Written request: Would you copy out the whole listing exactly as given?

-- Begin Exercise input --

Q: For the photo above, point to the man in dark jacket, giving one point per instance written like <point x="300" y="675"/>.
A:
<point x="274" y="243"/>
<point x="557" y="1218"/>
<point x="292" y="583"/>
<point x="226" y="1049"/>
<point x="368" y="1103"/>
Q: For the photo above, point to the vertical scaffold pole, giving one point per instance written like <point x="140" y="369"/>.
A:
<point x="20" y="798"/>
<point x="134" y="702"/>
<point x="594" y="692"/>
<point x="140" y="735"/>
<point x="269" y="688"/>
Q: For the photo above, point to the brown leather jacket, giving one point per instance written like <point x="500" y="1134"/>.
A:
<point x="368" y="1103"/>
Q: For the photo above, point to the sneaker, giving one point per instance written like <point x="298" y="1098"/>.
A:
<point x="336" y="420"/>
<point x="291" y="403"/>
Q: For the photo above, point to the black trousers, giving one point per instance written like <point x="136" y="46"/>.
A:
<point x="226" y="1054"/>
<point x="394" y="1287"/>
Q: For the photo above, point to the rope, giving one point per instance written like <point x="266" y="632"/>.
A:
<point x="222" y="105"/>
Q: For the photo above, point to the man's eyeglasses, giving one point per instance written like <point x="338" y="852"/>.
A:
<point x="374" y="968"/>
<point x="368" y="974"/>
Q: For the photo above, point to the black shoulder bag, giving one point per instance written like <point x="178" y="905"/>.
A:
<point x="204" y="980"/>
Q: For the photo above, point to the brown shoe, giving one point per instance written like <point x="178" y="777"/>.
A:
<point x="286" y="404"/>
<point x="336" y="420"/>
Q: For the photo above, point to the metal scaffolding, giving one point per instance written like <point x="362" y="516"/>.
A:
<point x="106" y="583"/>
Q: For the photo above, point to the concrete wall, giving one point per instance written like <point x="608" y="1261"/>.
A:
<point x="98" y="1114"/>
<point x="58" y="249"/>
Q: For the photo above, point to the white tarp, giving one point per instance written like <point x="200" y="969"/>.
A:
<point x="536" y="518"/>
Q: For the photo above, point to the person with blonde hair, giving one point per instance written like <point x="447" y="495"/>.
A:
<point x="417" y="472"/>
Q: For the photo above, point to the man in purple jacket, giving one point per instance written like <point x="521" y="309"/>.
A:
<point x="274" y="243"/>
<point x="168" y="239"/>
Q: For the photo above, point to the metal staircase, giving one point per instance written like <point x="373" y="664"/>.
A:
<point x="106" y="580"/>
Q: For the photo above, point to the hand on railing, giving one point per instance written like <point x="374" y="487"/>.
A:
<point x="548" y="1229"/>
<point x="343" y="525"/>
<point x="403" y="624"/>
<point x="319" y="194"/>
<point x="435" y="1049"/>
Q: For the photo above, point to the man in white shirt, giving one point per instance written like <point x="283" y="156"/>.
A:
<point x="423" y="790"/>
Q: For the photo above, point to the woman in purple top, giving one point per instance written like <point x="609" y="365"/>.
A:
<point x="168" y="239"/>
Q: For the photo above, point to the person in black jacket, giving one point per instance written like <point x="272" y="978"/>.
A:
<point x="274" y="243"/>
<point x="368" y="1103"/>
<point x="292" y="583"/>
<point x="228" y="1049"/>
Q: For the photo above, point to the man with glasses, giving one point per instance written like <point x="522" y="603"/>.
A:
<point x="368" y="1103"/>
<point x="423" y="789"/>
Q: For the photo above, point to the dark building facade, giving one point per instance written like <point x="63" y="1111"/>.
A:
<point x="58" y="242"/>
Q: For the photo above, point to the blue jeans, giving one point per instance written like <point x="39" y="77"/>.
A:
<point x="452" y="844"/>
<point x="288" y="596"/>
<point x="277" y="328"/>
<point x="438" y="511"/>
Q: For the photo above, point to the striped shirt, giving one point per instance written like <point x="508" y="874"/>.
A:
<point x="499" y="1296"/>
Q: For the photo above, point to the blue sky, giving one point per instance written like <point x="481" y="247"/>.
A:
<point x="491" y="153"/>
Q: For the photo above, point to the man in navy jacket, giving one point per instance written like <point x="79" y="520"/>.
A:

-- End Exercise input --

Problem solution:
Q: For the photo above, point to the man in dark jacket, giving one point per instance written like <point x="300" y="675"/>.
A:
<point x="274" y="243"/>
<point x="557" y="1218"/>
<point x="292" y="583"/>
<point x="226" y="1049"/>
<point x="368" y="1103"/>
Q: For the photo above, point to the vertical scaffold pole, giving one point per instance written like <point x="140" y="369"/>.
A:
<point x="20" y="798"/>
<point x="134" y="702"/>
<point x="594" y="692"/>
<point x="140" y="735"/>
<point x="269" y="688"/>
Q: For the photo above, point to the brown leather jacket, giving one point per instance written like <point x="500" y="1134"/>.
A:
<point x="368" y="1103"/>
Q: For the photo above, point to the sneaker, giving one point per instance written like <point x="298" y="1098"/>.
A:
<point x="336" y="420"/>
<point x="291" y="403"/>
Q: For the photo above, point to the black trousers, giving one point per instance written like <point x="136" y="46"/>.
A:
<point x="226" y="1054"/>
<point x="394" y="1287"/>
Q: For the photo above, point to the rope, giving one point per instance written like <point x="266" y="632"/>.
A:
<point x="222" y="105"/>
Q: For the photo above, point to the man's eyeglasses, giving one point per instance written like <point x="338" y="852"/>.
A:
<point x="374" y="968"/>
<point x="368" y="974"/>
Q: For the photo above, point to the black shoulder bag, giving one point per instance written like <point x="178" y="905"/>.
A:
<point x="204" y="980"/>
Q: For the photo above, point to the brown shoe, giving one point per instance written like <point x="178" y="777"/>.
A:
<point x="286" y="404"/>
<point x="336" y="420"/>
Q: For the photo above, point to the metal scaffolding, giving one point per instance written like <point x="362" y="516"/>.
A:
<point x="106" y="583"/>
Q: For the photo above, point to the concrete wall, giving one point per instance written like <point x="608" y="1261"/>.
A:
<point x="98" y="1114"/>
<point x="58" y="249"/>
Q: For the photo above, point to the white tarp, giving one point per instance written like <point x="200" y="969"/>.
A:
<point x="536" y="518"/>
Q: For the photo above, point to the person with blonde hair, giving one point per instance written like <point x="447" y="495"/>.
A:
<point x="417" y="472"/>
Q: For the photo above, point to the man in purple jacket, giving one point per instance written like <point x="521" y="309"/>.
A:
<point x="274" y="243"/>
<point x="168" y="239"/>
Q: For the photo above, point to the metal staircase, giving one point per instance written like <point x="373" y="664"/>.
A:
<point x="106" y="580"/>
Q: For the photo above, point to the hand on railing, giving one point per instance written like <point x="374" y="487"/>.
A:
<point x="548" y="1229"/>
<point x="343" y="525"/>
<point x="403" y="624"/>
<point x="319" y="194"/>
<point x="435" y="1049"/>
Q: For the photo above, point to the man in white shirt, giving one point per instance written like <point x="283" y="156"/>.
A:
<point x="423" y="790"/>
Q: For the photo above, point to the woman in purple top, giving one point per instance written like <point x="609" y="365"/>.
A:
<point x="168" y="239"/>
Q: For the photo above, point to the person in black jacket, giving one point per instance written like <point x="272" y="978"/>.
A:
<point x="274" y="243"/>
<point x="368" y="1103"/>
<point x="292" y="583"/>
<point x="228" y="1049"/>
Q: For the photo above, point to the man with glasses, giving one point per instance written like <point x="522" y="603"/>.
A:
<point x="368" y="1103"/>
<point x="423" y="789"/>
Q: For the photo above, point to the dark building facade, giving one point per instance written like <point x="63" y="1111"/>.
A:
<point x="58" y="242"/>
Q: For the photo above, point to the blue jeans, giving one point per instance written like <point x="39" y="77"/>.
A:
<point x="452" y="844"/>
<point x="288" y="596"/>
<point x="277" y="328"/>
<point x="438" y="511"/>
Q: For the photo above, point to the striped shirt, giving one point per instance written like <point x="508" y="874"/>.
A:
<point x="499" y="1296"/>
Q: For the photo above, point to the blue sky, giving one point per instance written like <point x="481" y="247"/>.
A:
<point x="491" y="153"/>
Q: For the photo above, point to the man in navy jacket, giving one point per instance written like <point x="79" y="520"/>.
A:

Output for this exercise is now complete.